Study material section start
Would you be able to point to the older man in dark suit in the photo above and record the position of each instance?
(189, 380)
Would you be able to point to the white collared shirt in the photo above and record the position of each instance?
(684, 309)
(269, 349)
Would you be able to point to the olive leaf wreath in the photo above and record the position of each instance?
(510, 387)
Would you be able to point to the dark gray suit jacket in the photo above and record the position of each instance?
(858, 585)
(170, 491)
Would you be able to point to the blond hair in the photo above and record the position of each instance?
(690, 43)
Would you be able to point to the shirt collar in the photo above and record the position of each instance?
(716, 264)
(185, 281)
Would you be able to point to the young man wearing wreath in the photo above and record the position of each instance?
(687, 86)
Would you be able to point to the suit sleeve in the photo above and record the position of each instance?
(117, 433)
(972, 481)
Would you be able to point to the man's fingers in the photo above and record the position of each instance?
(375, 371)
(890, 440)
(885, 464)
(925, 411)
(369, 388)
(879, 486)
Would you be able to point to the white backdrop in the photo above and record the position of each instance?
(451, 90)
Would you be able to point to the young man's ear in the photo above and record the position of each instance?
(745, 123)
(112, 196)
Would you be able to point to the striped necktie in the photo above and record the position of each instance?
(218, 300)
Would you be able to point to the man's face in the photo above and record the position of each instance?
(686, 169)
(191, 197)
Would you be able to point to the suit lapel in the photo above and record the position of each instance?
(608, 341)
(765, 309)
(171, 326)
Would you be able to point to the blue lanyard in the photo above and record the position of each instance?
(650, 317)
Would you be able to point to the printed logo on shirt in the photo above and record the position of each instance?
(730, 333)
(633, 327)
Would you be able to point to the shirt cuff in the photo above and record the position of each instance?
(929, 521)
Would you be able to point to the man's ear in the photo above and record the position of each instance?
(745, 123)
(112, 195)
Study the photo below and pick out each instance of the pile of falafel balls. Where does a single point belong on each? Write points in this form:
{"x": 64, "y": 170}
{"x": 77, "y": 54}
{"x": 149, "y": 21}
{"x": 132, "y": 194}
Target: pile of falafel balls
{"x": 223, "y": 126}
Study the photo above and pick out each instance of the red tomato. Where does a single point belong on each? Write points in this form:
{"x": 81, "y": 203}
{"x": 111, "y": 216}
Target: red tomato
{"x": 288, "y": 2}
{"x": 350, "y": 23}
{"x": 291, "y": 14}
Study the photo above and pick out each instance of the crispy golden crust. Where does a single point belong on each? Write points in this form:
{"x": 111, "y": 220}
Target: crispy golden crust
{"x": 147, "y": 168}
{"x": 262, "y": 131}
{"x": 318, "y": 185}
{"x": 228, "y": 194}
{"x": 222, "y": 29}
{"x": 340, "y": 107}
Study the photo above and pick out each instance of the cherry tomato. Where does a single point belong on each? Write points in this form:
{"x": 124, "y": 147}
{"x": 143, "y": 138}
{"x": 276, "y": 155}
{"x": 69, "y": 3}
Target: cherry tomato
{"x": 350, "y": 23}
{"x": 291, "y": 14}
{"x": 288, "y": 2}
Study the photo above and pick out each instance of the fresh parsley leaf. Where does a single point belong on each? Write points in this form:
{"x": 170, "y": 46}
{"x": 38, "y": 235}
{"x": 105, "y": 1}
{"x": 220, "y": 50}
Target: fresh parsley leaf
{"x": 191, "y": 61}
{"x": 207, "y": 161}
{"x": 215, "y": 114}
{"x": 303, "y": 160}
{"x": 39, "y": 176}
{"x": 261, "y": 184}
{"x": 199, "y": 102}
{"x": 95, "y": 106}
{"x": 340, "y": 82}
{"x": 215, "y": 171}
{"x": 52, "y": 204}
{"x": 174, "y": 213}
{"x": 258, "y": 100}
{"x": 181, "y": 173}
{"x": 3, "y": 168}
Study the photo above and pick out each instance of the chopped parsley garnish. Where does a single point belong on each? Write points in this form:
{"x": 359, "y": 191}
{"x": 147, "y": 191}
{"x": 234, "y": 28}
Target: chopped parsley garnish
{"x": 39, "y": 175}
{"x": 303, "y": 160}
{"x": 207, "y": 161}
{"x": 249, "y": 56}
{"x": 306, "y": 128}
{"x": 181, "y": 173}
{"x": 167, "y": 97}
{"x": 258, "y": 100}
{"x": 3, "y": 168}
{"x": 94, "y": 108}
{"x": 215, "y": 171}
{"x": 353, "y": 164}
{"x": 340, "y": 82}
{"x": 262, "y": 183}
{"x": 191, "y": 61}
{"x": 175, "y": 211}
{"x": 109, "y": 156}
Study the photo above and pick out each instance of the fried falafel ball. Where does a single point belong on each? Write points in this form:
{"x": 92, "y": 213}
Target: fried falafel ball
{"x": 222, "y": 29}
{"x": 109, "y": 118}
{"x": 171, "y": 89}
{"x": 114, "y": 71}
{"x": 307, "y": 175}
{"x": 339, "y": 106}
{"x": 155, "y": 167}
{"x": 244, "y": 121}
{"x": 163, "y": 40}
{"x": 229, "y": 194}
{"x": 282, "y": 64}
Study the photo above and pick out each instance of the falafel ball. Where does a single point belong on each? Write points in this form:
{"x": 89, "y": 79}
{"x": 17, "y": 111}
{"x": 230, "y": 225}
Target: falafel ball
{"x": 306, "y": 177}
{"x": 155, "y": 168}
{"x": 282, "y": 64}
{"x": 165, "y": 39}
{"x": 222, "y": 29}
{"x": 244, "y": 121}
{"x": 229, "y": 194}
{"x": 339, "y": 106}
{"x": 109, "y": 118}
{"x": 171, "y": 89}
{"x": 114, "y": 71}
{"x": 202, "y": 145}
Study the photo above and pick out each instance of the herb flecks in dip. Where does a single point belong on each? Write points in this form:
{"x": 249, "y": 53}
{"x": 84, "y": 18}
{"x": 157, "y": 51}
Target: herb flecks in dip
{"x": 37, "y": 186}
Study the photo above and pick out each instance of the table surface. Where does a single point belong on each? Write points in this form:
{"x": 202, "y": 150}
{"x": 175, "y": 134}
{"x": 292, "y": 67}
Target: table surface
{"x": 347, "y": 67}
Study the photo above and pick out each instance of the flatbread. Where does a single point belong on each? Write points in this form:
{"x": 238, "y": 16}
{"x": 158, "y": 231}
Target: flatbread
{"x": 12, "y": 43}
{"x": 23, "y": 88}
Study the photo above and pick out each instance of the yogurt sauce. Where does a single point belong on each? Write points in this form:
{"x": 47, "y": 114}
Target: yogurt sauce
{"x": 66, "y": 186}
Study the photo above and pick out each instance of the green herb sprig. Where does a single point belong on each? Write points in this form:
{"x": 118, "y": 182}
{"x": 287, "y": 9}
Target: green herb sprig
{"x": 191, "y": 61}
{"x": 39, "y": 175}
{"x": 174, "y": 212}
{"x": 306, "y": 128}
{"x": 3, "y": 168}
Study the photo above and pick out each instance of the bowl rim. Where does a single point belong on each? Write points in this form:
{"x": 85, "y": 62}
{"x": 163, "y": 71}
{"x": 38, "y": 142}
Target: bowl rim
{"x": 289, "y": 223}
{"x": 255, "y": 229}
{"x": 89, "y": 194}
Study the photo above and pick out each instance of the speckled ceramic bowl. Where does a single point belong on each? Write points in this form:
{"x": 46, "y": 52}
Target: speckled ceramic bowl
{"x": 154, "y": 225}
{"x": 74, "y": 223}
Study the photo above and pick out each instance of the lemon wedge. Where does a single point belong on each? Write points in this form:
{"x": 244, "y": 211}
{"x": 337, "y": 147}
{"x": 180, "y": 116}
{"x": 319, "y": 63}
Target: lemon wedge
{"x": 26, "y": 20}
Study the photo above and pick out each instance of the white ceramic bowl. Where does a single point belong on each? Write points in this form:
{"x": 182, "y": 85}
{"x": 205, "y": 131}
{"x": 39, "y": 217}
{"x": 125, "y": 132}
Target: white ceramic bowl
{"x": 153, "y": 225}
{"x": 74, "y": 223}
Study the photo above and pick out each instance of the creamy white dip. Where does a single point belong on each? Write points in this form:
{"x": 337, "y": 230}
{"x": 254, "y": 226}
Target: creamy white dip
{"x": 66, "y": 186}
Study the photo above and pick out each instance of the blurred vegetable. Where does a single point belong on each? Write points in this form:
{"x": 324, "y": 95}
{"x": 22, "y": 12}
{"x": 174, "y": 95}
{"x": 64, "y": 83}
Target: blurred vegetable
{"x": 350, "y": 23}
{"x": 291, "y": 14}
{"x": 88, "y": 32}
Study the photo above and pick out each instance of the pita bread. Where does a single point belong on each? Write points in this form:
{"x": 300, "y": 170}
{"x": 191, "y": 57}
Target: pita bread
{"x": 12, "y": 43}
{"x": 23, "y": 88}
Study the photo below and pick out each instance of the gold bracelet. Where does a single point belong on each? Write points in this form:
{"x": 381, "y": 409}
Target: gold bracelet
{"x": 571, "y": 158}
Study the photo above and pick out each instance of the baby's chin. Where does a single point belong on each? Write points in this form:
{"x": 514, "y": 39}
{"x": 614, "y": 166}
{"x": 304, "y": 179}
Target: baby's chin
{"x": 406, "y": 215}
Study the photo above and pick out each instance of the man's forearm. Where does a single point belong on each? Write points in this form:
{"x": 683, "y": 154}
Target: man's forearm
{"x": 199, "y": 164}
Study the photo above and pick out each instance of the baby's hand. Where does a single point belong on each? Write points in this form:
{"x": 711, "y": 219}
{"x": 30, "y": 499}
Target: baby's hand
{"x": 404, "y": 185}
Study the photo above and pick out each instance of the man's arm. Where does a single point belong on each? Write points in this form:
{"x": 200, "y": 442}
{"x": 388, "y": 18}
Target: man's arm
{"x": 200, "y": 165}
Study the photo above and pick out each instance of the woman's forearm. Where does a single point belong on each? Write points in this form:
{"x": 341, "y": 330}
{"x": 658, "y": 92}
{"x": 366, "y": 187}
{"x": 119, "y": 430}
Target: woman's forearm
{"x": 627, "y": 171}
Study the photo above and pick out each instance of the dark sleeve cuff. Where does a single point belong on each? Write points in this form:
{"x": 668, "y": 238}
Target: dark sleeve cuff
Study material section end
* Your assignment
Print the lines above from the one with "of the falafel" through the one with "of the herb", both included, exactly as written and nothing more.

* Solution to this exercise
Study the photo above and pick out each instance of the falafel ball. Where does a single point belong on each? Write points in this form:
{"x": 89, "y": 79}
{"x": 17, "y": 111}
{"x": 230, "y": 225}
Target: falafel ball
{"x": 306, "y": 177}
{"x": 155, "y": 168}
{"x": 282, "y": 64}
{"x": 165, "y": 39}
{"x": 222, "y": 29}
{"x": 244, "y": 121}
{"x": 229, "y": 194}
{"x": 339, "y": 106}
{"x": 109, "y": 118}
{"x": 171, "y": 89}
{"x": 114, "y": 71}
{"x": 202, "y": 145}
Study the photo above and pick out each instance of the herb flecks in dip. Where does a single point belong on each? Write points in this form:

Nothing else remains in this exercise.